▶ [Work request]
Only the lines from the top of the data through the line with "query | shower enclosure" should be repeated, each exactly as written.

▶ [Recorded information]

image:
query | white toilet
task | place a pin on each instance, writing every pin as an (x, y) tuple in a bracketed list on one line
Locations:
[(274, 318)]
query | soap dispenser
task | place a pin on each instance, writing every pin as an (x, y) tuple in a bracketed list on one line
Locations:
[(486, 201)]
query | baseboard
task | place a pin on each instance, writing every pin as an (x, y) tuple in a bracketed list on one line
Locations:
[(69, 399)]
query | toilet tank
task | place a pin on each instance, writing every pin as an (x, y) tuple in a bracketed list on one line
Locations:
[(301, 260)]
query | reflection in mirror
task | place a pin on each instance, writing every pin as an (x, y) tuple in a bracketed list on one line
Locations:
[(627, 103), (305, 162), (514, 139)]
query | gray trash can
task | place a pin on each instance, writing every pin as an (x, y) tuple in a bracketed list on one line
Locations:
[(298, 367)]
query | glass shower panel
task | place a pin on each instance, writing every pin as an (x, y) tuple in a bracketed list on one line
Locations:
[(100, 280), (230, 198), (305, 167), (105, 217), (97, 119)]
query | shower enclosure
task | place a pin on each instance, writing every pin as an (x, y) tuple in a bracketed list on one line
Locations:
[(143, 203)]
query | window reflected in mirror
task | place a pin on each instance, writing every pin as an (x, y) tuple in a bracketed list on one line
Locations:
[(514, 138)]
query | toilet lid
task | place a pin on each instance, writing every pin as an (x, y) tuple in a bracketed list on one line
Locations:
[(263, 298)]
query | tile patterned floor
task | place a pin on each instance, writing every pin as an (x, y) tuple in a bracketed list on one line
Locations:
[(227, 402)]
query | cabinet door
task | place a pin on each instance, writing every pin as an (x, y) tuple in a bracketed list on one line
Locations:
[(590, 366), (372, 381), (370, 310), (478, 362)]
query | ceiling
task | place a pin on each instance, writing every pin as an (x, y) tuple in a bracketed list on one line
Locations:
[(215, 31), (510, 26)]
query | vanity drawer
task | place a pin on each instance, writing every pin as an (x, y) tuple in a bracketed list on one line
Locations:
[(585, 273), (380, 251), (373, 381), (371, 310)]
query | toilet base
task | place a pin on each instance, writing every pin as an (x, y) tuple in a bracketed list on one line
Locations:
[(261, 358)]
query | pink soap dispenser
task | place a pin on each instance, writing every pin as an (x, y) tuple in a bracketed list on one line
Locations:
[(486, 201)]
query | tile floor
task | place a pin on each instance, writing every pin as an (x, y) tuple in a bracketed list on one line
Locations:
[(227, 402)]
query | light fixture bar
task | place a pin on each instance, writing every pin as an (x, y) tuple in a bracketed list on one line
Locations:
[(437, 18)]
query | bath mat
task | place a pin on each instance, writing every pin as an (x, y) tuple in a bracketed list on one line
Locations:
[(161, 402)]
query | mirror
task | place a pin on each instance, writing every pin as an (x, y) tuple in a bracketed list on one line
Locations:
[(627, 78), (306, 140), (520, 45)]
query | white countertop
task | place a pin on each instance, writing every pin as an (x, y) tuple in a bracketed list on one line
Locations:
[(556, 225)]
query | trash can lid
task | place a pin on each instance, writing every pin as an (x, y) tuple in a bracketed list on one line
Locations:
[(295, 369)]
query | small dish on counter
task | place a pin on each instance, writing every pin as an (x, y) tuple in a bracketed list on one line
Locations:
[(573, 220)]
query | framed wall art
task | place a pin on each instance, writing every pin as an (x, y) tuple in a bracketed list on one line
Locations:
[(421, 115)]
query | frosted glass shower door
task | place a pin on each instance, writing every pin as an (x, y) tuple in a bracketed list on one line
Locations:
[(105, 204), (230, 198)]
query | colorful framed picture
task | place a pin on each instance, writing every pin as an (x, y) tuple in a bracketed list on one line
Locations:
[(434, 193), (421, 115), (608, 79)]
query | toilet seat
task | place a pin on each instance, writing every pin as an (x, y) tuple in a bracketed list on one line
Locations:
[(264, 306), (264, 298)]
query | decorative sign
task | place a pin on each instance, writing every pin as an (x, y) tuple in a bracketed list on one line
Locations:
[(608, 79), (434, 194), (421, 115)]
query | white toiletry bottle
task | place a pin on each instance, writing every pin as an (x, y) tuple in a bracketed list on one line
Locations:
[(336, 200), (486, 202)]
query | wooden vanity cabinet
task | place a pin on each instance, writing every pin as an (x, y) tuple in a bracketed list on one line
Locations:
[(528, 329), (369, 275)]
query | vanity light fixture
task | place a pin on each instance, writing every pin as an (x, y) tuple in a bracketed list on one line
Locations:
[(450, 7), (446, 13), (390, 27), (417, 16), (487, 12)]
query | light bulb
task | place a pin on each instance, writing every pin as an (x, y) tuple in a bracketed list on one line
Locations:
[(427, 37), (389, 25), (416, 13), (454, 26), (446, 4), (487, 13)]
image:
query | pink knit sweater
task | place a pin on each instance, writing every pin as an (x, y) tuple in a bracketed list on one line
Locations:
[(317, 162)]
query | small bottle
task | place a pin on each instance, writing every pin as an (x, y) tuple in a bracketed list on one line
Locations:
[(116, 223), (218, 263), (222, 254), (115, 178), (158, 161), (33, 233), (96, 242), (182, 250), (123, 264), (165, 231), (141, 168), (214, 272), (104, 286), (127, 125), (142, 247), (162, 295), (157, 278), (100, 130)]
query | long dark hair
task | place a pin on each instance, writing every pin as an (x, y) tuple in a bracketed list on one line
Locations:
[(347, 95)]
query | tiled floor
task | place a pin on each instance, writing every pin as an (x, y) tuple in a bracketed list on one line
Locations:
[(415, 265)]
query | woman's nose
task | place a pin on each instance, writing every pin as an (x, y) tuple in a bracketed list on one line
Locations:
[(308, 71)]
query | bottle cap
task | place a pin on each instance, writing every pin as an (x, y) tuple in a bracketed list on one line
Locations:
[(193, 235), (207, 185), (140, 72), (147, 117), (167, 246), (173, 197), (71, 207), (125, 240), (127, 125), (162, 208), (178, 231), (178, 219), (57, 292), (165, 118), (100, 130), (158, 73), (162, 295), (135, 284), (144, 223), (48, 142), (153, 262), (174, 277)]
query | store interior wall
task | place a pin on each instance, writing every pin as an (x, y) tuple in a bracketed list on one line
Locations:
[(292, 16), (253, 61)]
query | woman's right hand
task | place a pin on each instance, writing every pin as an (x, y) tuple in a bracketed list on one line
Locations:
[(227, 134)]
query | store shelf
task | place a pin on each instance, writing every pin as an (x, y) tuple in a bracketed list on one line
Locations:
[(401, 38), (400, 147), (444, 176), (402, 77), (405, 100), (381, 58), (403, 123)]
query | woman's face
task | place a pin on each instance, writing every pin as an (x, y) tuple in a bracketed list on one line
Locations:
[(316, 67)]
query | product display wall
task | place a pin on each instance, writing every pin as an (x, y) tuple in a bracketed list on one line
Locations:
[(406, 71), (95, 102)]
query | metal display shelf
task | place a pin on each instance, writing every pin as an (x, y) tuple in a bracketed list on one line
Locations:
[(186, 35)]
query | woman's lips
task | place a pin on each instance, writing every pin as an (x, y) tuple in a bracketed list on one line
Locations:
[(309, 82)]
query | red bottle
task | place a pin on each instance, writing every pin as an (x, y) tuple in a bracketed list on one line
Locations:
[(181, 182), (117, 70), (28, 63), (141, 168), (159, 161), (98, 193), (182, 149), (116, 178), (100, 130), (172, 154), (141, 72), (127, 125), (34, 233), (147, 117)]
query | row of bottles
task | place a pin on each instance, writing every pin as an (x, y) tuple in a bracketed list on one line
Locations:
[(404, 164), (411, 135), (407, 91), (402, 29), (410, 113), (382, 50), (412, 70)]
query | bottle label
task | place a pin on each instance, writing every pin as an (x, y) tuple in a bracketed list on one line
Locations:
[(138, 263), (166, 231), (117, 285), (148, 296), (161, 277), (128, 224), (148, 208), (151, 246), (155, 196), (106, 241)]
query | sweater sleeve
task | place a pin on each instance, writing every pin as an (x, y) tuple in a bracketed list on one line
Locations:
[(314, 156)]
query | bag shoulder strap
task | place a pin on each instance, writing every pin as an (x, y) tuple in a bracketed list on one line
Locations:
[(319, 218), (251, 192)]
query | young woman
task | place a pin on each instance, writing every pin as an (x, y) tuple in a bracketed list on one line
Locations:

▶ [Task output]
image:
query | white toilet
task | place a pin on each instance, writing every pin as an (x, y) tuple in a bracketed list on one line
Locations:
[(274, 318)]
query | soap dispenser
task | place a pin on each instance, writing every pin as an (x, y) tuple in a bracketed list on one line
Locations:
[(486, 201)]
query | baseboard
task | place a pin on each instance, writing every pin as an (x, y) tuple in a bracketed list on one line
Locations:
[(69, 399)]
query | toilet tank
task | place a pin on each instance, writing every pin as an (x, y) tuple in a bracketed list on one line
Locations:
[(301, 260)]
query | reflection in mirror
task | place a pin on each instance, writing every pin as an (x, y) tuple in a bracketed list on one line
Locations:
[(627, 103), (305, 162), (514, 139)]
query | gray trash can
task | place a pin on each instance, writing every pin as an (x, y) tuple in a bracketed list on one line
Locations:
[(298, 367)]
query | glass shower panel
task | place a pin on each instance, writing every pin as an (x, y) tuple in a bracketed list on one line
Locations:
[(100, 280), (230, 198), (305, 167), (105, 217), (97, 119)]
query | shower enclosure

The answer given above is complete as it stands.